* TASKS TO PERFORM *
• 1. In the mailing-list thread about running tcltk in R under ESS/XEmacs, which versions of ESS and XEmacs were in use when the directory chooser failed?
• 2. Rewrite the entries below, swapping "instance" for "occurrence" and leaving everything else unchanged.
───── SELECTION ─────
Thanks to all who have contributed to the effort.
Cheers,
Shawn Boles
-Original Message-
From: A.J. Rossini [mailto:[EMAIL PROTECTED]
Sent: Saturday, September 25, 2004 8:04 PM
To: Liaw, Andy
Cc: R-Help; [EMAIL PROTECTED]; ESS (Help list)
Subject: Re: [R] using tcltk in R under ESS/XEmacs on Windows
It most likely is Windows specific. It's most amazing that we
actually have ESS/(X)Emacs working under windows in the first place.
Unfortunately, I'm in transit for the next few weeks, but I'll
probably have a windows machine on my desk sometime after that. Argh.
best,
-tony
On Fri, 24 Sep 2004 17:48:18 -0400, Liaw, Andy <[EMAIL PROTECTED]>
wrote:
> > From: Marc Schwartz
> >
> > On Fri, 2004-09-24 at 15:02, Liaw, Andy wrote:
> > > Sorry for the cross-post. Not sure where the problem is...
> > >
> > > A while back I posted an R function to R-help:
> > >
> > > cd <- function (dir = tclvalue(tkchooseDirectory()),
> > saveOld = FALSE,
> > > loadNew = TRUE) {
> > > stopifnot(require(tcltk))
> > > if (saveOld)
> > > save.image(compress = TRUE)
> > > setwd(dir)
> > > rm(list = ls(all = TRUE, envir = .GlobalEnv), envir =
> > .GlobalEnv)
> > > if (loadNew && file.exists(".RData")) {
> > > loaded <- load(".RData", envir = .GlobalEnv)
> > > return(invisible(loaded))
> > > }
> > >
> > > where the default value for the `dir' argument is to run
> > the tcltk directory
> > > chooser and get the directory name chosen. (Thanks to
> > Prof. John Fox for
> > > the tcltk part!!) While this function works fine under
> > Rgui on Windows, it
> > > doesn't work when running R within ESS (5.2.3) and XEmacs
> > (21.4.13). The
> > > directory chooser never shows up, and dir just gets the
> > empty string. Does
> > > anyone have any idea what could be the problem? I'd very
> > much appreciate
> > > any pointers.
───── EXTRACTED DATA ─────
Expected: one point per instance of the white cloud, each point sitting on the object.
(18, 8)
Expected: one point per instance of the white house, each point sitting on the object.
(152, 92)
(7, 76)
─────
* WRITTEN ANSWERS *
• 1. ESS 5.2.3 and XEmacs 21.4.13.

• 2.
Expected: one point per occurrence of the white cloud, each point sitting on the object.
(18, 8)
Expected: one point per occurrence of the white house, each point sitting on the object.
(152, 92)
(7, 76)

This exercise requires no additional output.